---------- Quoted text ----------

The Second Turkic Khaganate (, , known as Turk Bilge Qaghan country () in Bain Tsokto inscriptions). was a khaganate in Central and Eastern Asia founded by Ashina clan of the Göktürks that lasted between 682–744. It was preceded by the Eastern Turkic Khaganate (552–630) and the early Tang dynasty period (630–682). The Second Khaganate was centered on Ötüken in the upper reaches of the Orkhon River. It was succeeded by its subject Toquz Oghuz confederation, which became the Uyghur Khaganate.

Outline
A few decades after the fall of Eastern Turkic Khaganate (630), Ashina Nishufu was declared qaghan in 679 but soon revolted against the Tang dynasty. In 680, he was defeated by Pei Xingjian. Shortly afterwards, Nishufu was killed by his men. Following Nishufu's death, Ashina Funian, another scion of the royal clan, was made qaghan and the Eastern Turks once again rebelled against Tang rule. The early stages of the rebellion brought about some victories for Funian, however later, Turks were once again defeated by Pei Xiangjin. According to Tonyukuk, the attempt to revolt against the Tang and set a qaghan on the throne was legitimate action. It was the people's fault that they deposed and killed Nishufu, and subduing themselves again to the Tang dynasty.

The uprising in 679–681 was at first unsuccessful, although it led, in 682, to the  withdrawal of Qutlugh into the Gobi desert. Once they had established themselves in the Yin Mountains, Qutlugh, his brother Bögü-chor, and his closest comrade-in-arms, Tonyukuk succeeded in winning the support of most of the Turks and conducted successful military operations against the imperial forces in Shanxi between 682 and 687. In 687 Ilterish Qaghan left the Yin Shan mountains and turned his united and battle-hardened army to the conquest of the Türk heartlands in modern-day central and northern Mongolia.
Between 687 and 691 Toquz Oghuz and the Uyghurs, who had occupied these territories, were routed and subjugated. Their chief, Abuz kaghan, fell in battle. The centre of the Second Turkic Khaganate shifted to the Otuken mountains, and the rivers Orkhon, Selenga and Tola.

----------

Written instruction 1 ▸
According to the text on the Second Turkic Khaganate, how did Tonyukuk judge the revolt against the Tang, and where did he place the blame for its failure?
Written instruction 2 ▸
From the text on the Second Turkic Khaganate, set down the passage starting with "Between 687 and" and going on through "Selenga and Tola.".

---------- Data rows ----------

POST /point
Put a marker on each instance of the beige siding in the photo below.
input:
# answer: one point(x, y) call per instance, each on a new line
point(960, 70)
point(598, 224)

----------

Written response 1 ▸
Tonyukuk held that revolting against the Tang and placing a qaghan on the throne was a legitimate action. He blamed the people, who deposed and killed Nishufu and subjected themselves to the Tang dynasty once more.

Written response 2 ▸
Between 687 and 691 Toquz Oghuz and the Uyghurs, who had occupied these territories, were routed and subjugated. Their chief, Abuz kaghan, fell in battle. The centre of the Second Turkic Khaganate shifted to the Otuken mountains, and the rivers Orkhon, Selenga and Tola.